* TEKS BACAAN
_ _ _

Sejak zaman
prasejarah, penduduk kepulauan Indonesia dikenali sebagai pelayar-pelayar yang
sanggup mengarungi lautn lepas. Sejak awal abad masehi sudah ada rute-rute
pelayaran dan perdagangan antara kepulauan Indonesia dengan berbagai daerah di
Asia Tenggara. Sebagai wilayah yang mudah dijangkau dan menghasilkan banyak
hasil bumi, maka amat logis jika Indonesia menjadi wilayah untuk memperoleh
pengaruh, dan tidak terkecuali untuk penyebaran agama Islam.Apabila
Islam telah mula terkenal di Indonesia, Islam terus berkembang dengan pesat.

_ _ _

* PERMINTAAN TERTULIS 1
Kutip dari teks bacaan bagian yang dimulai dengan "Sejak zaman" dan berakhir dengan "berkembang dengan pesat.", tanpa mengubah apa pun.
* PERMINTAAN TERTULIS 2
Menurut teks bacaan, sejak kapan sudah ada rute pelayaran dan perdagangan antara kepulauan Indonesia dan berbagai daerah di Asia Tenggara?
* PERMINTAAN TERTULIS 3
Tentukan apakah setiap pernyataan berikut sesuai dengan teks bacaan, lalu sertakan kutipan kata-kata yang menjadi dasarnya.
(a) Penduduk kepulauan Indonesia sudah dikenal sebagai pelayar sejak zaman prasejarah.
(b) Indonesia digambarkan sebagai wilayah yang sulit dijangkau.
(c) Setelah mulai terkenal di Indonesia, Islam berkembang secara lambat.
Daftar sesudah teks bacaan ini merupakan bahan tersendiri.

* BAGIAN DATA
_ _ _

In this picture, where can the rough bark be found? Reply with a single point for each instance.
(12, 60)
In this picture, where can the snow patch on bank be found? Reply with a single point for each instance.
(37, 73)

_ _ _

* PENYELESAIAN SOAL 1
Sejak zaman
prasejarah, penduduk kepulauan Indonesia dikenali sebagai pelayar-pelayar yang
sanggup mengarungi lautn lepas. Sejak awal abad masehi sudah ada rute-rute
pelayaran dan perdagangan antara kepulauan Indonesia dengan berbagai daerah di
Asia Tenggara. Sebagai wilayah yang mudah dijangkau dan menghasilkan banyak
hasil bumi, maka amat logis jika Indonesia menjadi wilayah untuk memperoleh
pengaruh, dan tidak terkecuali untuk penyebaran agama Islam.Apabila
Islam telah mula terkenal di Indonesia, Islam terus berkembang dengan pesat.

* PENYELESAIAN SOAL 2
Sejak awal abad masehi.

* PENYELESAIAN SOAL 3
(a) Ya: "Sejak zaman prasejarah, penduduk kepulauan Indonesia dikenali sebagai pelayar-pelayar"
(b) Tidak: "Sebagai wilayah yang mudah dijangkau dan menghasilkan banyak hasil bumi"
(c) Tidak: "Islam terus berkembang dengan pesat."